Could you copy out the items below verbatim, from the very first line through the line containing "100 37 132 94", both ends included, with the pictures left out?

- **Provided data**:

----------------

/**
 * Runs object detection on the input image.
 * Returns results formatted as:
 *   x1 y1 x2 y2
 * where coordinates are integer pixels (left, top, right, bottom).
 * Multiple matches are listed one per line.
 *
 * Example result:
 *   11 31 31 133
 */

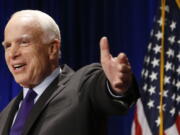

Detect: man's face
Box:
4 17 52 88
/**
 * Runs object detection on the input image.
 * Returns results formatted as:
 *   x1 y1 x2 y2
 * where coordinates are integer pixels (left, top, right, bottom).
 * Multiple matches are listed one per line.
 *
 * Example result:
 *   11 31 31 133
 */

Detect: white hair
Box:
12 10 61 42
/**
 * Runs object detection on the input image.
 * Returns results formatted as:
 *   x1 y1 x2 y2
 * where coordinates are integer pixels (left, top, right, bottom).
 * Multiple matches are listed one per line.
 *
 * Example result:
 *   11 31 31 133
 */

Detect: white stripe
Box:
165 124 178 135
137 99 152 135
131 120 135 135
165 113 180 135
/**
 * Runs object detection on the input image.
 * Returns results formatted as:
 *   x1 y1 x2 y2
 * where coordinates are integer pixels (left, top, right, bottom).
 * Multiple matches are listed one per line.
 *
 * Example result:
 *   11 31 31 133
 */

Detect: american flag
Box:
132 0 180 135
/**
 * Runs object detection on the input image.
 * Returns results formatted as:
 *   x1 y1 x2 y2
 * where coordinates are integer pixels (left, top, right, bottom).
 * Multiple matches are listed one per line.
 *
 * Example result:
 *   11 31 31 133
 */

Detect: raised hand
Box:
100 37 132 94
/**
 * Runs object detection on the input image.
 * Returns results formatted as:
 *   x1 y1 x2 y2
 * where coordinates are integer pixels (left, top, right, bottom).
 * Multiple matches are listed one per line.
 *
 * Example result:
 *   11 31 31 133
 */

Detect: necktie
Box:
9 89 37 135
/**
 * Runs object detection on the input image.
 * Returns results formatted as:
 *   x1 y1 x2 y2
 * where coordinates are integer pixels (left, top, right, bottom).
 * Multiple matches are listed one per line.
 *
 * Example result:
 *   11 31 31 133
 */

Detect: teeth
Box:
13 64 23 68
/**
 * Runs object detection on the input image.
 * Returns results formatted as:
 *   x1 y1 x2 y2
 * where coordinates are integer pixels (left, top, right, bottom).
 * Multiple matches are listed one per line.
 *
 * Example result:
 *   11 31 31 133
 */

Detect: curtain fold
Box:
0 0 157 135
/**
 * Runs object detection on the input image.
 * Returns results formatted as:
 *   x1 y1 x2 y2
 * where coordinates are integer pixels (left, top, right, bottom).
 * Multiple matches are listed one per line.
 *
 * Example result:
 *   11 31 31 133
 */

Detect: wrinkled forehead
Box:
5 14 40 30
4 15 42 41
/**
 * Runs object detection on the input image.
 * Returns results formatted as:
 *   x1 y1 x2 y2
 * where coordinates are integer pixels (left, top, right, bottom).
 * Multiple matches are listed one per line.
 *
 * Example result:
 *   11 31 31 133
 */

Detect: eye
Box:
3 43 11 50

----------------

- **Result of this exercise**:
/**
 * Runs object detection on the input image.
 * Returns results formatted as:
 *   x1 y1 x2 y2
 * where coordinates are integer pixels (left, top, right, bottom).
 * Multiple matches are listed one per line.
 *
 * Example result:
 *   11 31 31 133
 */


Detect: man's face
Box:
4 17 52 88
/**
 * Runs object detection on the input image.
 * Returns results formatted as:
 *   x1 y1 x2 y2
 * where coordinates are integer pixels (left, top, right, bottom).
 * Multiple matches are listed one per line.
 *
 * Example result:
 *   11 31 31 133
 */

Detect: white hair
Box:
12 10 61 42
/**
 * Runs object detection on the input image.
 * Returns results formatted as:
 *   x1 y1 x2 y2
 * where coordinates are integer pixels (left, top, right, bottom).
 * Multiple matches are listed one per line.
 *
 * Example result:
 *   11 31 31 133
 */

Detect: white stripe
Box:
165 124 178 135
137 99 152 135
131 120 135 135
165 113 180 135
/**
 * Runs object detection on the input image.
 * Returns results formatted as:
 *   x1 y1 x2 y2
 * where coordinates are integer pixels (left, top, right, bottom).
 * Multiple matches are listed one per line.
 *
 * Example result:
 *   11 31 31 133
 */

Detect: american flag
Box:
132 0 180 135
/**
 * Runs object detection on the input image.
 * Returns results formatted as:
 *   x1 y1 x2 y2
 * where coordinates are integer pixels (left, top, right, bottom).
 * Multiple matches are listed one per line.
 *
 * Example result:
 *   11 31 31 133
 */

Detect: raised hand
Box:
100 37 132 94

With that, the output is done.